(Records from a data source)
-----
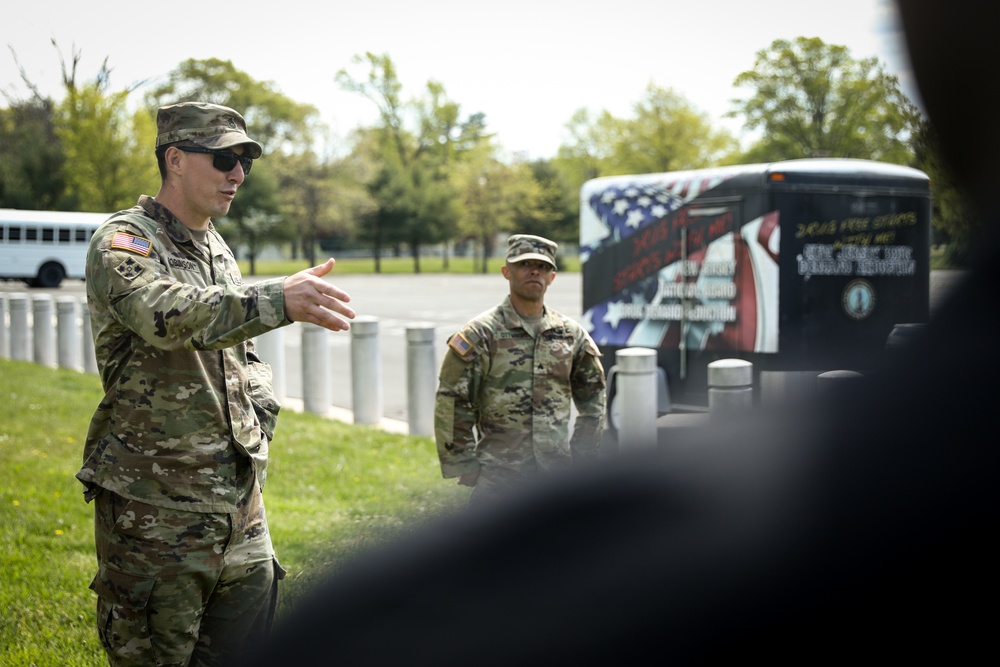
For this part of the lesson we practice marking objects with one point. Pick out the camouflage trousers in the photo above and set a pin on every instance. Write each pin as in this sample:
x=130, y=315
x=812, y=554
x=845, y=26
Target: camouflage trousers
x=494, y=484
x=182, y=588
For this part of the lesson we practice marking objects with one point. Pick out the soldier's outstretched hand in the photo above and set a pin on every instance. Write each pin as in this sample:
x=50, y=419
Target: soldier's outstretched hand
x=309, y=298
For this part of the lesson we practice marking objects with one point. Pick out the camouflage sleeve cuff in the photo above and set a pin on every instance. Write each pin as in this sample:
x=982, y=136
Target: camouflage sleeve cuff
x=271, y=302
x=458, y=469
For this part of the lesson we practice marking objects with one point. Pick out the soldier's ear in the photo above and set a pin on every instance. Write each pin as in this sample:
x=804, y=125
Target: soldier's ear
x=172, y=158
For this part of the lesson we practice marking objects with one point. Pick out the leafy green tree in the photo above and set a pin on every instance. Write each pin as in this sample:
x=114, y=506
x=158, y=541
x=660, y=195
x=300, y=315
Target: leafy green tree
x=109, y=148
x=416, y=202
x=955, y=219
x=557, y=205
x=90, y=152
x=812, y=99
x=323, y=199
x=665, y=133
x=32, y=172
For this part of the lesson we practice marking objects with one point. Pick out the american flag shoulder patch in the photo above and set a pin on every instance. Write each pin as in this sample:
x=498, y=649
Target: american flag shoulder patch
x=135, y=244
x=460, y=344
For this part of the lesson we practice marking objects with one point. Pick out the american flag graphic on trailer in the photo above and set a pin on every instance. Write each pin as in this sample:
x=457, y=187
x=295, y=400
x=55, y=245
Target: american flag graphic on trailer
x=623, y=219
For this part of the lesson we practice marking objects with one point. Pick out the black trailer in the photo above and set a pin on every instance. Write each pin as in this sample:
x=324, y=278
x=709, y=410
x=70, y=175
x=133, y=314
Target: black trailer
x=800, y=266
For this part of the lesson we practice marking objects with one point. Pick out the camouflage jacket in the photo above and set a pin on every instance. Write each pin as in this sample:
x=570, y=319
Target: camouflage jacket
x=188, y=409
x=515, y=391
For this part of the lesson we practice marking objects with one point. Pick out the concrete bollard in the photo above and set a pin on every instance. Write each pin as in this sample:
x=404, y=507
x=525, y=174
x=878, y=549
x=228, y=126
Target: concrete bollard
x=43, y=330
x=20, y=334
x=87, y=347
x=317, y=390
x=421, y=377
x=366, y=370
x=68, y=345
x=4, y=329
x=271, y=349
x=637, y=379
x=730, y=387
x=837, y=383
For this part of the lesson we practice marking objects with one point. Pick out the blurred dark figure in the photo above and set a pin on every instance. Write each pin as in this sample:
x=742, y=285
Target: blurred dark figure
x=860, y=530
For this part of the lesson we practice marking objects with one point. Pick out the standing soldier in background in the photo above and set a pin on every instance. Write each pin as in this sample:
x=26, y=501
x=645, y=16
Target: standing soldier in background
x=508, y=380
x=176, y=455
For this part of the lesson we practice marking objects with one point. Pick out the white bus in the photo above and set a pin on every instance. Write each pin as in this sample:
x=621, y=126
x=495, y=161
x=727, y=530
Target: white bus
x=43, y=247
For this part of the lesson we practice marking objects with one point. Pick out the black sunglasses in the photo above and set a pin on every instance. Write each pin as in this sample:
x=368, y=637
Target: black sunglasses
x=222, y=160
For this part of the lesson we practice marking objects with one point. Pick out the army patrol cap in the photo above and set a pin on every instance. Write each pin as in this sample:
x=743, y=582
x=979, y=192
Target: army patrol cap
x=522, y=247
x=208, y=125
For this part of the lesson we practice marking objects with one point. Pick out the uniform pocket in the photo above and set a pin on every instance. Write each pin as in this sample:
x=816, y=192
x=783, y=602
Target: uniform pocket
x=122, y=616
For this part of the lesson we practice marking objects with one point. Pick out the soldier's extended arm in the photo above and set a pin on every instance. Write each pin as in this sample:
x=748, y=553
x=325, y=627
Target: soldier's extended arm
x=455, y=412
x=173, y=315
x=589, y=396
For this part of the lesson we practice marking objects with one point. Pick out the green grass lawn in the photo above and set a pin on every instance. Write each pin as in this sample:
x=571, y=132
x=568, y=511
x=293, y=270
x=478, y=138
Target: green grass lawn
x=333, y=490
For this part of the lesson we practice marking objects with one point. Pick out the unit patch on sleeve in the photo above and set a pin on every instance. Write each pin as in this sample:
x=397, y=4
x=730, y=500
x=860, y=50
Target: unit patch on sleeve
x=460, y=345
x=136, y=244
x=129, y=269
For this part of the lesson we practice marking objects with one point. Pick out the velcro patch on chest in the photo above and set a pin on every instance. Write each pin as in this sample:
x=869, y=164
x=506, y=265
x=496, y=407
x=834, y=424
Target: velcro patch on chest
x=136, y=244
x=459, y=343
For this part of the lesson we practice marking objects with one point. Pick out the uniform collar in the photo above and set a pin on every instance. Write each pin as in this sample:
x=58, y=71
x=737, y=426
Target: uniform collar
x=175, y=228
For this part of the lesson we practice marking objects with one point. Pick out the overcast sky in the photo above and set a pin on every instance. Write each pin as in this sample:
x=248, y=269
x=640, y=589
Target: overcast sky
x=527, y=64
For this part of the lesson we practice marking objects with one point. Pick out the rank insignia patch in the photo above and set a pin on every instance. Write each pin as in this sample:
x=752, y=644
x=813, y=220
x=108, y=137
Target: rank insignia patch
x=136, y=244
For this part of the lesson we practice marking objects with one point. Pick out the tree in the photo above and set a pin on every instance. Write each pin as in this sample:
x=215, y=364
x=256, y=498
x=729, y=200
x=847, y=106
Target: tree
x=88, y=152
x=665, y=133
x=32, y=172
x=108, y=146
x=811, y=99
x=955, y=219
x=416, y=202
-----
▶ **Set task**: Reproduce every line of the records above word for word, leaving out the pictures.

▶ **Complete answer**:
For this part of the lesson we practice marking objects with one point. Pick out the camouflage trousers in the photo above and set a pin on every instance. Write each pin as in this sample:
x=130, y=315
x=812, y=554
x=845, y=26
Target: camouflage trousers
x=494, y=484
x=182, y=588
For this part of the lesson we practice marking objects with one point. Pick out the soldier's outstretched hand in the photo above and set a pin on every instance. Write each pin as in this sample:
x=50, y=419
Target: soldier's outstretched hand
x=309, y=298
For this part of the lesson we practice marking objects with one point. Pick out the camouflage sleeve cuff in the photo above and set a pin on every instance. Write each pin as in this sample:
x=982, y=136
Target: camouflage sleeve cuff
x=271, y=302
x=458, y=469
For this part of the lesson we practice marking objects with one point. Pick out the soldier's ear in the photo above and set a pin on every instance. Write each pin as in this sample:
x=804, y=125
Target: soldier's ear
x=172, y=158
For this part of the lesson we practice marking objects with one point. Pick out the leafy green tree in the photo above and set a pin on every instance. Write each pin as in this sample:
x=114, y=506
x=158, y=541
x=660, y=195
x=300, y=315
Target: leafy green tree
x=109, y=148
x=416, y=202
x=955, y=219
x=557, y=205
x=90, y=152
x=812, y=99
x=323, y=199
x=665, y=133
x=32, y=172
For this part of the lesson we practice marking objects with one point. Pick out the american flag shoulder patch in the photo above and set a pin on every instance. Write each pin as in this sample:
x=498, y=649
Target: american flag shoulder patch
x=135, y=244
x=460, y=344
For this part of the lesson we practice marking objects with one point. Pick out the american flag graphic on trailer in the photo above and set a pin on every instance. Write each pin as in this sample:
x=457, y=187
x=295, y=400
x=55, y=245
Target: american flag graphic on trailer
x=623, y=219
For this part of the lesson we practice marking objects with one point. Pick out the black trailer in the photo above and set a pin on every instance. Write each pin as in this sample:
x=324, y=278
x=709, y=410
x=70, y=175
x=133, y=314
Target: black trailer
x=800, y=266
For this part of the lesson we practice marking objects with one point. Pick out the camouflage jacket in the photo above and set a pin on every instance. Write each pin as in this sample:
x=570, y=319
Target: camouflage jacket
x=188, y=409
x=515, y=391
For this part of the lesson we practice marking objects with one point. Pick out the concrete bollard in the photo above and set a pin on every instance. Write each pin as in this sample:
x=404, y=507
x=525, y=174
x=878, y=549
x=228, y=126
Target: concrete bollard
x=43, y=330
x=20, y=334
x=87, y=347
x=317, y=390
x=421, y=377
x=366, y=370
x=68, y=345
x=4, y=329
x=271, y=349
x=637, y=379
x=730, y=387
x=837, y=383
For this part of the lesson we practice marking objects with one point. Pick out the blurred dark figure in the photo above and set a pin on every instance. Write each pin as in this sample:
x=742, y=285
Target: blurred dark figure
x=860, y=530
For this part of the lesson we practice marking objects with one point. Pick out the standing soldier in background in the photo above and set a pin on every instance. Write each pin as in this sample:
x=26, y=501
x=645, y=16
Target: standing soldier in background
x=508, y=380
x=176, y=455
For this part of the lesson we practice marking objects with one point. Pick out the white bus in the photo above and set a pin on every instance. Write each pin as in this sample:
x=621, y=126
x=495, y=161
x=727, y=530
Target: white bus
x=43, y=247
For this part of the lesson we practice marking objects with one point. Pick out the black sunglasses in the photo above and set a pin on every instance. Write each pin as in this sample:
x=368, y=637
Target: black sunglasses
x=222, y=160
For this part of the lesson we practice marking objects with one point. Pick out the army patrol cap in the photo above and set a pin on every instance. Write each pin as in this sample:
x=743, y=582
x=979, y=192
Target: army patrol cap
x=522, y=247
x=208, y=125
For this part of the lesson we practice marking objects with one point. Pick out the uniform pocket in the photo above and set a pin on every instance. Write each pin as in this sample:
x=816, y=192
x=783, y=602
Target: uniform pocket
x=122, y=616
For this part of the lesson we practice marking objects with one point. Pick out the soldier's extended arm in the photo above and set a pin on every instance. Write each pin as in this sample:
x=748, y=553
x=325, y=627
Target: soldier's extended arm
x=455, y=412
x=173, y=315
x=589, y=396
For this part of the lesson we practice marking objects with one point. Pick out the green grass lawn in the photo above and set a pin on every instance. Write each pin as in this sample:
x=571, y=132
x=568, y=511
x=293, y=270
x=478, y=138
Target: green grass lawn
x=333, y=490
For this part of the lesson we practice marking objects with one point. Pick out the unit patch on sleeve in the photo above and set a pin on every instance. Write each pin as in this sample:
x=397, y=4
x=730, y=500
x=860, y=50
Target: unit patch on sleeve
x=460, y=345
x=136, y=244
x=129, y=269
For this part of the lesson we practice marking objects with one point. Pick out the velcro patch on chest in the photo above and set a pin on every instance. Write each pin as in this sample:
x=869, y=164
x=506, y=265
x=496, y=407
x=834, y=424
Target: velcro patch on chest
x=136, y=244
x=459, y=343
For this part of the lesson we practice marking objects with one point. Pick out the uniform collar in the photo above and set a pin on every instance. Write each pin as in this sample:
x=58, y=71
x=737, y=426
Target: uniform collar
x=175, y=228
For this part of the lesson we practice marking objects with one point. Pick out the overcast sky in the photo above and set a pin on every instance. Write each pin as in this sample:
x=248, y=269
x=640, y=589
Target: overcast sky
x=527, y=64
For this part of the lesson we practice marking objects with one point. Pick out the rank insignia patch in the photo above and set a pin on every instance. Write each pin as in this sample:
x=752, y=644
x=813, y=220
x=108, y=137
Target: rank insignia patch
x=136, y=244
For this part of the lesson we practice marking objects with one point. Pick out the tree in the photo above and set a pin on every instance. Write each pin as in this sample:
x=215, y=364
x=256, y=498
x=729, y=200
x=847, y=106
Target: tree
x=88, y=152
x=665, y=133
x=32, y=172
x=108, y=146
x=811, y=99
x=955, y=219
x=416, y=202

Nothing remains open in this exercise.